*Actions to take:*
(A) Answer these questions from the 2013 Junior Oceania Cup page:
(i) At what venue was the tournament played?
(ii) Which body organizes the tournament?
(iii) Which teams joined host nation Australia?
(B) From the 2013 Junior Oceania Cup page, print the stretch from "Tournament details" through "3 March 2008." without changes.
## begin Excerpted text
2013 Junior Oceania Cup

Tournament details
- Host country: Australia
- City: Gold Coast
- Dates: 27 February–3 March
- Venue: Keith Hunt Park

= 2013 Junior Oceania Cup =

Field hockey tournament

The 2013 Junior Oceania Cup was an international field hockey tournament hosted by Australia. The quadrennial tournament serves as the Junior Championship of Oceania organized by the Oceania Hockey Federation. It was held in Gold Coast, Queensland, Australia between 27 February and 3 March 2008.

Host nation Australia was joined by teams from, New Zealand, Papua New Guinea and Vanuatu.
## end Excerpted text
## begin Extracted material
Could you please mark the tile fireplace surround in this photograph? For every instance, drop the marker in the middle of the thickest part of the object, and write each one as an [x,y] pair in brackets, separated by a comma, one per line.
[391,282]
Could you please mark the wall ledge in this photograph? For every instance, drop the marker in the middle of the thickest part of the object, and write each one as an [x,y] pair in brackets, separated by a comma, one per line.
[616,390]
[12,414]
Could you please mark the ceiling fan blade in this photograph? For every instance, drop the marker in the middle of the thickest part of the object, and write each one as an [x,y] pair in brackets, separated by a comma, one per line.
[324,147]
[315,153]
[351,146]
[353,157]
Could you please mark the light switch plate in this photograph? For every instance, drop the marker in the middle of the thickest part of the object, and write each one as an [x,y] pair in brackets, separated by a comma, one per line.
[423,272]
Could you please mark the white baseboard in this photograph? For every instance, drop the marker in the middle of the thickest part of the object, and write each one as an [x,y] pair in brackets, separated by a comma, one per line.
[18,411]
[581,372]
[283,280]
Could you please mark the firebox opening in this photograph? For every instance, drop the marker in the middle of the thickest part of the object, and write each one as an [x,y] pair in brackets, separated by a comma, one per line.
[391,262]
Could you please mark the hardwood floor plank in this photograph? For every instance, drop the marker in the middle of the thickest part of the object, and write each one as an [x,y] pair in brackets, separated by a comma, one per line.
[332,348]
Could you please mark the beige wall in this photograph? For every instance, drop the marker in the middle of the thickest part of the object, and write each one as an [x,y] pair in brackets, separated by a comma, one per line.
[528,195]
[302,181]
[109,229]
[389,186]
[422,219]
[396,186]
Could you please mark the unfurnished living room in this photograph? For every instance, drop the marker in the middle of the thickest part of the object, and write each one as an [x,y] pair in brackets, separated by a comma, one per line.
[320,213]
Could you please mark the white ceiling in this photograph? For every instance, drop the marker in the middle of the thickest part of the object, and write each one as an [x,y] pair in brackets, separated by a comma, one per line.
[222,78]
## end Extracted material
*Solutions in order:*
(A)
(i) Keith Hunt Park
(ii) The Oceania Hockey Federation
(iii) New Zealand, Papua New Guinea and Vanuatu

(B)
Tournament details
- Host country: Australia
- City: Gold Coast
- Dates: 27 February–3 March
- Venue: Keith Hunt Park

= 2013 Junior Oceania Cup =

Field hockey tournament

The 2013 Junior Oceania Cup was an international field hockey tournament hosted by Australia. The quadrennial tournament serves as the Junior Championship of Oceania organized by the Oceania Hockey Federation. It was held in Gold Coast, Queensland, Australia between 27 February and 3 March 2008.